begin Provided text
# Air Ride run-ins with the LAW!



## mike000 (Jun 21, 2008)

spent some time chatting today with a friend of mine who's big into mini-trucks and the topic of air suspension came up, since i'm newly bagged and all. He gave me quite a few stories of legal issues him and his mini-truck friends ran into because of their air suspension set ups and quite frankly, it's something i've never even considered being an issue. i've been in the air suspension forums for quite a while now and i don't think i can recall any stories of anyone getting into trouble with the law because of air suspension set-ups so i figured maybe it's time for a thread! so if you've gotten a ticket, dmv inspection referral, had your car towed, or just gotten a thumbs up from a cop because of your air ride, post your story and maybe a pic of the car/set-up! lets see where this goes hah.


----------



## fasttt600 (Apr 12, 2007)

I kind of have a similar question....
I was pulled over not to long ago for Turning right at a light and my question was "Do I air it down once he pulls me over, or leave it at ride height?" I left it at ride height and he just gave me a warning. I don't think he knew I was on air.


----------



## scrubinadub (Jan 18, 2009)

fasttt600 said:


> I kind of have a similar question....
> I was pulled over not to long ago for Turning right at a light and my question was "Do I air it down once he pulls me over, or leave it at ride height?" I left it at ride height and he just gave me a warning. I don't think he knew I was on air.


Is that a serious question?


----------



## fasttt600 (Apr 12, 2007)
end Provided text
- Directives -
[1] Summarize the forum thread in two sentences.
[2] In the forum thread, what did fasttt600 receive after being pulled over?
[3] The opening post of the forum thread invites stories about several outcomes of having air ride. List them all.
begin Extracted records
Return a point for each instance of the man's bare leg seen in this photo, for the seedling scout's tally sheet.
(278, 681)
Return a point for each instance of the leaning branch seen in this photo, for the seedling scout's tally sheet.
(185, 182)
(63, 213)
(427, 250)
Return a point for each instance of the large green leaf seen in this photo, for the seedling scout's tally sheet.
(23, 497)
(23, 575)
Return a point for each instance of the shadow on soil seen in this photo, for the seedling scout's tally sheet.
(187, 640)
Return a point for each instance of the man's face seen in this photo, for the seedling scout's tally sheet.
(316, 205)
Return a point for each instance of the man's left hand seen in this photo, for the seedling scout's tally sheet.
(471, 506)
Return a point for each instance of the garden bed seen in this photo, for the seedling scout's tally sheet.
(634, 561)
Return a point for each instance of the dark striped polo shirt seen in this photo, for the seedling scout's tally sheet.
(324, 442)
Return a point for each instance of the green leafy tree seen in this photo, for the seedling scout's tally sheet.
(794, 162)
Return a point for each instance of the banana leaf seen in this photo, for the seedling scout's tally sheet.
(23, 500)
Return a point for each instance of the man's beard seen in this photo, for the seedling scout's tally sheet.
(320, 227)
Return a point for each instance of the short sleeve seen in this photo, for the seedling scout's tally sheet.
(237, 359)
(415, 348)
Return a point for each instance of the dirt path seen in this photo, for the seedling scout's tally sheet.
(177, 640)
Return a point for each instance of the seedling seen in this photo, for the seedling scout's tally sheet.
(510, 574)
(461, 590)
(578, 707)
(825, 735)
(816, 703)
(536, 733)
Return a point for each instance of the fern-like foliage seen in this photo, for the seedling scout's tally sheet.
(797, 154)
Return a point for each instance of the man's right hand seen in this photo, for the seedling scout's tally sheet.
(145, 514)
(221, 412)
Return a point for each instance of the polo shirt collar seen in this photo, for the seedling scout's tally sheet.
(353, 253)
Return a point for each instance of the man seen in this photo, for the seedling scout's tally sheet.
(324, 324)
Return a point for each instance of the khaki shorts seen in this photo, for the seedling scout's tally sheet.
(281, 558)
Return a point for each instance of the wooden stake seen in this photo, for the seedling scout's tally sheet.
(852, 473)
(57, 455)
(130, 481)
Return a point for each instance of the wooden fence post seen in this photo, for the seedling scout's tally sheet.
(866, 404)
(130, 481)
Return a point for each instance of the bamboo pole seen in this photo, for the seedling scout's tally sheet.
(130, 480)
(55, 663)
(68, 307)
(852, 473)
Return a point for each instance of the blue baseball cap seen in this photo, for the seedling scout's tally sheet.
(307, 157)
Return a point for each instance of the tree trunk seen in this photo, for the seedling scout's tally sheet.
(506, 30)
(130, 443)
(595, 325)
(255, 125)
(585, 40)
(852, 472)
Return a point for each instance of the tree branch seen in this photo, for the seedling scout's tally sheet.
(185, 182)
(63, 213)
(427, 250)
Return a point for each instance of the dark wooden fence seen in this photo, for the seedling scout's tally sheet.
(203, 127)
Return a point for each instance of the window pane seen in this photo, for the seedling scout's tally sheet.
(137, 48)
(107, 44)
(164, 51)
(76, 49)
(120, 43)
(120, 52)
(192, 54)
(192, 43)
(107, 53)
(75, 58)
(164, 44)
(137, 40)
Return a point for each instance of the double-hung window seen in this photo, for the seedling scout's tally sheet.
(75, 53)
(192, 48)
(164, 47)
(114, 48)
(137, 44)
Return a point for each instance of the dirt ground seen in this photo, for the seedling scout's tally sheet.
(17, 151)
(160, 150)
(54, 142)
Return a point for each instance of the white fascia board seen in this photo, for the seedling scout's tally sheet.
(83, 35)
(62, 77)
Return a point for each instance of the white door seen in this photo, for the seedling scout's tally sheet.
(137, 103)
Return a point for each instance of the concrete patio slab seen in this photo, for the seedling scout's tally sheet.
end Extracted records
- Answers -
[1] After a mini-truck friend shared stories of legal trouble caused by air suspension, mike000, who was newly bagged, started a thread asking people to post about tickets, DMV inspection referrals, tows, or a cop's thumbs up because of their air ride. fasttt600 described being pulled over for turning right at a light, asked whether to air down or stay at ride height, and got a warning, and scrubinadub asked if that was a serious question.

[2] A warning.

[3]
- Getting a ticket
- Getting a DMV inspection referral
- Having the car towed
- Getting a thumbs up from a cop